▶ [Task statement] Rewrite the records below, replacing "positive clicks" with "foreground clicks" and leaving everything else as it is.

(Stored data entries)
=== Begin Enclosure ===
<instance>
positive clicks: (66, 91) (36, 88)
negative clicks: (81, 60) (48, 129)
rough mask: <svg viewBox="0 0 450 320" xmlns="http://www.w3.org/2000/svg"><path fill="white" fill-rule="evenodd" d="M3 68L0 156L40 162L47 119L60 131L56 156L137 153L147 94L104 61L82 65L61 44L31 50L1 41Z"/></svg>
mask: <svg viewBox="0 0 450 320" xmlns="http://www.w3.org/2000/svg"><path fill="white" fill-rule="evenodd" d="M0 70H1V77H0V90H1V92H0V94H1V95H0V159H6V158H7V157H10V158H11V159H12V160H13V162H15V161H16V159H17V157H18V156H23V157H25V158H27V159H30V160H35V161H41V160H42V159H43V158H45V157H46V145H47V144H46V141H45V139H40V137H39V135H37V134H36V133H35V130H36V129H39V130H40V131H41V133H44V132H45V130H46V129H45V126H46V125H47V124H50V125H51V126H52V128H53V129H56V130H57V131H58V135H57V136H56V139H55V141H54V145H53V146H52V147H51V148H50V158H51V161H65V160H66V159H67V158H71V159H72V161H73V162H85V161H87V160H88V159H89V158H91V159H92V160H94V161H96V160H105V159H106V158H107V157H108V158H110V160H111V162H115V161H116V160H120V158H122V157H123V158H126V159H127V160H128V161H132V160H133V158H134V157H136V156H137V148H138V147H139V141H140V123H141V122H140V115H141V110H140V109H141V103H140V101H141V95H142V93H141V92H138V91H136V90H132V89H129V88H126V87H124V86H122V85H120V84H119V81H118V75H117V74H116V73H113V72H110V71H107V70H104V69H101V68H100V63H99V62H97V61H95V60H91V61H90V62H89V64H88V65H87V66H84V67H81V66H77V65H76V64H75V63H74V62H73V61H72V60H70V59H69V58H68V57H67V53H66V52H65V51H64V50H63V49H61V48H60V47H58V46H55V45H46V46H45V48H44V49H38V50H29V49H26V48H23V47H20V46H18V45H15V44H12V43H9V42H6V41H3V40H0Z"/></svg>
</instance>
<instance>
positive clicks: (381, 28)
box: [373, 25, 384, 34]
=== End Enclosure ===
▶ [Result of the task]
<instance>
foreground clicks: (66, 91) (36, 88)
negative clicks: (81, 60) (48, 129)
rough mask: <svg viewBox="0 0 450 320" xmlns="http://www.w3.org/2000/svg"><path fill="white" fill-rule="evenodd" d="M3 68L0 156L40 162L47 119L60 131L56 156L137 153L147 94L104 61L82 65L61 44L31 50L1 41Z"/></svg>
mask: <svg viewBox="0 0 450 320" xmlns="http://www.w3.org/2000/svg"><path fill="white" fill-rule="evenodd" d="M0 70H1V77H0V90H1V92H0V94H1V95H0V159H6V158H7V157H10V158H11V159H12V160H13V162H15V161H16V159H17V157H18V156H23V157H25V158H27V159H30V160H35V161H41V160H42V159H43V158H45V157H46V145H47V144H46V141H45V139H40V137H39V135H37V134H36V133H35V130H36V129H39V130H40V131H41V133H44V132H45V130H46V129H45V126H46V125H47V124H50V125H51V126H52V128H53V129H56V130H57V131H58V135H57V136H56V139H55V141H54V145H53V146H52V147H51V148H50V158H51V161H65V160H66V159H67V158H71V159H72V161H73V162H85V161H87V160H88V159H89V158H91V159H92V160H94V161H96V160H105V159H106V158H107V157H108V158H110V160H111V162H115V161H116V160H120V158H122V157H123V158H126V159H127V160H128V161H132V160H133V158H134V157H136V156H137V148H138V147H139V141H140V123H141V122H140V115H141V110H140V109H141V103H140V101H141V95H142V93H141V92H138V91H136V90H132V89H129V88H126V87H124V86H122V85H120V84H119V81H118V75H117V74H116V73H113V72H110V71H107V70H104V69H101V68H100V63H99V62H97V61H95V60H91V61H90V62H89V64H88V65H87V66H84V67H81V66H77V65H76V64H75V63H74V62H73V61H72V60H70V59H69V58H68V57H67V53H66V52H65V51H64V50H63V49H61V48H60V47H58V46H55V45H46V46H45V48H44V49H38V50H29V49H26V48H23V47H20V46H18V45H15V44H12V43H9V42H6V41H3V40H0Z"/></svg>
</instance>
<instance>
foreground clicks: (381, 28)
box: [373, 25, 384, 34]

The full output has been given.